For the city of Washington, the third time proved to be a charm with the national America in Bloom (AIB) contest.
Sally Bocklage, Washington in Bloom co-chair, announced Monday that the city earned a five-bloom rating — the highest rating possible.
In 2011, the city earned a three-bloom rating. In 2012, competition organizers restructured the bloom process and told city representatives not to be surprised if their rating went down, however, Washington was named a four-bloom community.
In addition to receiving the highest rating, the city was recognized with a category award for urban forestry. Only one city in the nation receives a category award for each of the six categories: floral displays, landscaped areas, urban forestry, environmental efforts, heritage preservation and overall impression.
Awards were presented at a national symposium Sept. 19-21, in Orlando, Fla.
Organizers said Washington has a lot to be proud of.
The judges’ report is based on efforts in management, planning, maintenance, improvement and innovation.
“Each and every one of you has your trowel print in this,” Bocklage told the group of committee members, sponsors and volunteers gathered at city hall Monday morning.
Bocklage praised the AIB program during the short presentation and said that the national competition gives the city structure and guidance from experienced judges who take an outside look at the city.
“Learning, growing and working with the people in your community toward a common goal of community betterment and improvement is fabulous. It is heartwarming and reassuring,” she said. “But doing those same things under the careful guidance and support of America in Bloom is really over the top.”
Bocklage said the committee will reflect on the results and judges’ comments many times throughout the year.
Washington earned 868.5 points of a possible 1,000 total points.

(Dataset excerpts)

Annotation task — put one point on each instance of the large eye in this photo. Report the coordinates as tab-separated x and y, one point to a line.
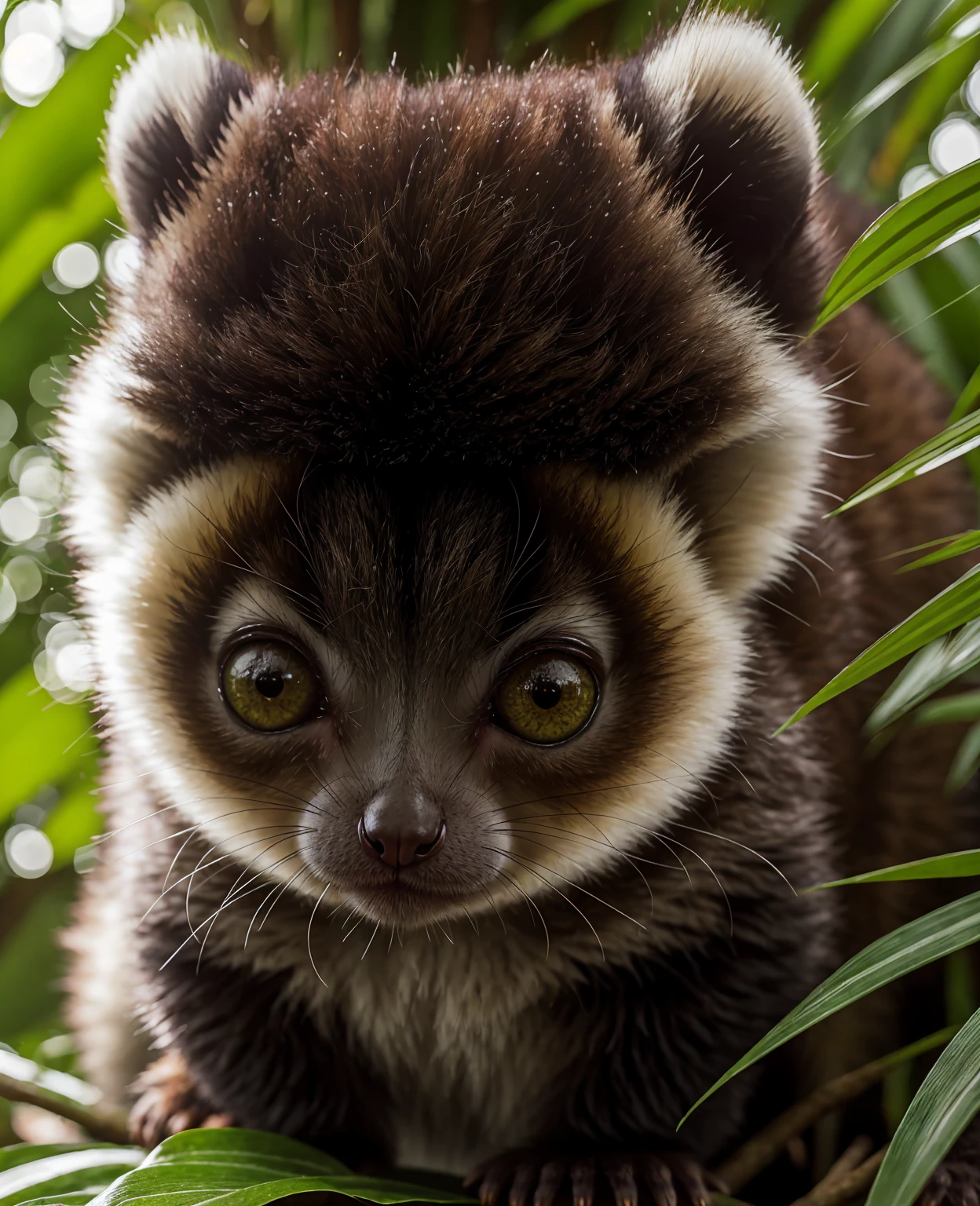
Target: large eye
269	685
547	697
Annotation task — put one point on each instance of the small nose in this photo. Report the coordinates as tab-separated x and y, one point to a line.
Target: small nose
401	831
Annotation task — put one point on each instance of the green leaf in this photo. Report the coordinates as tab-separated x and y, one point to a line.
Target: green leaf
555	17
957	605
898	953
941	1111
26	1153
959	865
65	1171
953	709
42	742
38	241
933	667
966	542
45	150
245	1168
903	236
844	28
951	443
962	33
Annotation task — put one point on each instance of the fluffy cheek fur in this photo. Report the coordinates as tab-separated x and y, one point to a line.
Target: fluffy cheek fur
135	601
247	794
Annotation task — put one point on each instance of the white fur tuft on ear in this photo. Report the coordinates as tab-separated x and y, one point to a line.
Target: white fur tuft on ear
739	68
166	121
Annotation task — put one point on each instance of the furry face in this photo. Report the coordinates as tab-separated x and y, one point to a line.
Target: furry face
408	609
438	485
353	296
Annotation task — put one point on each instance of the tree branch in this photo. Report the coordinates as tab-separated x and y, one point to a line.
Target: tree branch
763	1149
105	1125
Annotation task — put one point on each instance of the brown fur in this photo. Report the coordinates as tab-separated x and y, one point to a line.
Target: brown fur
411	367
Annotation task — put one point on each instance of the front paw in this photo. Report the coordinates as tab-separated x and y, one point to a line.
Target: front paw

**Activity list:**
**1.** Answer these questions using the article on Washington's America in Bloom rating:
(a) What bloom rating did Washington earn in 2011?
(b) In which category did the city receive a category award?
(c) How many points did Washington earn out of the possible total?
**2.** Transcribe the part of the article on Washington's America in Bloom rating between "In 2011, the" and "and overall impression.", inclusive.
Rely on the article alone.

**Responses to the tasks:**
**1.**
(a) A three-bloom rating.
(b) Urban forestry.
(c) 868.5 points of a possible 1,000.

**2.**
In 2011, the city earned a three-bloom rating. In 2012, competition organizers restructured the bloom process and told city representatives not to be surprised if their rating went down, however, Washington was named a four-bloom community.
In addition to receiving the highest rating, the city was recognized with a category award for urban forestry. Only one city in the nation receives a category award for each of the six categories: floral displays, landscaped areas, urban forestry, environmental efforts, heritage preservation and overall impression.